▸ RECORDS SHOWN
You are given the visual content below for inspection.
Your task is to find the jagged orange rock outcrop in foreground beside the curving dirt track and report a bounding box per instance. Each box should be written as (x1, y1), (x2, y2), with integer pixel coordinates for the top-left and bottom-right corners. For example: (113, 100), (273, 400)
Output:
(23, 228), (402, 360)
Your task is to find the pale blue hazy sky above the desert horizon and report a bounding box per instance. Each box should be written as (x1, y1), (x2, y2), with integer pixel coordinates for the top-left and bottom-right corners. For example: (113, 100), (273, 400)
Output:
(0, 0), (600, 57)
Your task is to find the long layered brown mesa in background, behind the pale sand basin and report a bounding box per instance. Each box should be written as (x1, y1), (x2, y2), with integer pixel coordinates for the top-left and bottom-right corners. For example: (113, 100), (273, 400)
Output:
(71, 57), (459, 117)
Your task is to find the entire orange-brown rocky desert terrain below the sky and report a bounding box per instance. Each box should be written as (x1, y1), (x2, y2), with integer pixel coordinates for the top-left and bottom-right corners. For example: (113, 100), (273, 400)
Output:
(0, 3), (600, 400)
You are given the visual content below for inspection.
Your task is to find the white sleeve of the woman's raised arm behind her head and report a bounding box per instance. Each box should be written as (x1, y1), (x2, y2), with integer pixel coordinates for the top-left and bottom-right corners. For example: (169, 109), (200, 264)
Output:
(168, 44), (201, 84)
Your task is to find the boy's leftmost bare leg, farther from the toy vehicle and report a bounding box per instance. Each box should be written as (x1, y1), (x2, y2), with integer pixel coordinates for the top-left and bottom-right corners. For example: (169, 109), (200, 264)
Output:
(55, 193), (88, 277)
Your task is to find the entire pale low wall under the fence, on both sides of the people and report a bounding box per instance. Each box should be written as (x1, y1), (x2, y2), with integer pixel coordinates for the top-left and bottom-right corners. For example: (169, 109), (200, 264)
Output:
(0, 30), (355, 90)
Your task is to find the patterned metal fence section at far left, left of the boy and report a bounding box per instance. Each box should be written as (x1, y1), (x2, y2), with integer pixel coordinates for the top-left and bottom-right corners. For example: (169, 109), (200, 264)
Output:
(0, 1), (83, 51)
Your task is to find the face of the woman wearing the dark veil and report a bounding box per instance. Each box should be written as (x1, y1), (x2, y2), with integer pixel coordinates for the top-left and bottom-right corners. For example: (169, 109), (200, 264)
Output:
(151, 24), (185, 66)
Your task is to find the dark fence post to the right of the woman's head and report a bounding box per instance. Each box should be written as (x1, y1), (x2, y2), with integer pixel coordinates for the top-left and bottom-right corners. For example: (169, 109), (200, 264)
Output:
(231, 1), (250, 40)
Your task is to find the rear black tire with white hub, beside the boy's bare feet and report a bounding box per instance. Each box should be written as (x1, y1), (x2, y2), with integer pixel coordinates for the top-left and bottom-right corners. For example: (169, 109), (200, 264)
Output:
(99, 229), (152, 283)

▸ GOAL OF THE EXERCISE
Print each record again. Nothing may be left out.

▸ SOLVED EXERCISE
You are given the visual content below for inspection.
Your task is to find the jagged orange rock outcrop in foreground beside the curving dirt track and report a bounding box per instance. Each box should be written as (x1, y1), (x2, y2), with integer pixel coordinates for the top-left and bottom-right corners. For example: (113, 100), (273, 400)
Output:
(23, 228), (402, 360)
Your task is to find the pale blue hazy sky above the desert horizon and report a bounding box per instance. Each box should be written as (x1, y1), (x2, y2), with integer pixel coordinates for the top-left and bottom-right corners. For example: (113, 100), (273, 400)
Output:
(0, 0), (600, 57)
Your task is to find the long layered brown mesa in background, behind the pale sand basin and report a bounding box per instance. Each box should be written as (x1, y1), (x2, y2), with integer pixel coordinates for the top-left and bottom-right corners. For example: (113, 100), (273, 400)
Output:
(71, 57), (459, 117)
Your task is to find the entire orange-brown rocky desert terrain below the sky and report a bounding box per instance. Each box should be written as (x1, y1), (x2, y2), with integer pixel coordinates for the top-left and bottom-right corners. For example: (113, 100), (273, 400)
Output:
(0, 3), (600, 400)
You are given the visual content below for inspection.
Your task is to find the white sleeve of the woman's raised arm behind her head and report a bounding box per instance. Each box should be written as (x1, y1), (x2, y2), with integer pixel coordinates for the top-left and bottom-right corners. For example: (169, 109), (200, 264)
Output:
(168, 44), (201, 84)
Your task is to find the boy's leftmost bare leg, farther from the toy vehicle and report a bounding box per instance. Each box should be written as (x1, y1), (x2, y2), with integer pixel coordinates for the top-left and bottom-right corners. For example: (169, 109), (200, 264)
Output:
(55, 193), (88, 277)
Your task is to find the entire pale low wall under the fence, on both sides of the people and report a bounding box per instance. Each box should be written as (x1, y1), (x2, y2), with integer pixel coordinates for the top-left and bottom-right corners. For example: (169, 109), (200, 264)
Output:
(0, 30), (355, 90)
Your task is to find the patterned metal fence section at far left, left of the boy and report a bounding box per instance. Each box should be written as (x1, y1), (x2, y2), with integer pixel coordinates for the top-left and bottom-right corners. For example: (169, 109), (200, 264)
Output:
(0, 1), (83, 51)
Your task is to find the face of the woman wearing the dark veil and report a bounding box per instance. Each box should be written as (x1, y1), (x2, y2), with integer pixel coordinates for the top-left and bottom-right corners. For example: (169, 109), (200, 264)
Output:
(151, 24), (185, 66)
Your task is to find the dark fence post to the right of the woman's head and report a bounding box per instance. Each box should be written as (x1, y1), (x2, y2), with integer pixel coordinates for the top-left and bottom-right corners. For example: (169, 109), (200, 264)
Output:
(231, 1), (250, 40)
Your task is to find the rear black tire with white hub, beside the boy's bare feet and report a bounding box per instance. Each box should be written as (x1, y1), (x2, y2), with integer pixel coordinates for the top-left and bottom-right corners. For example: (169, 109), (200, 264)
Output:
(99, 229), (152, 283)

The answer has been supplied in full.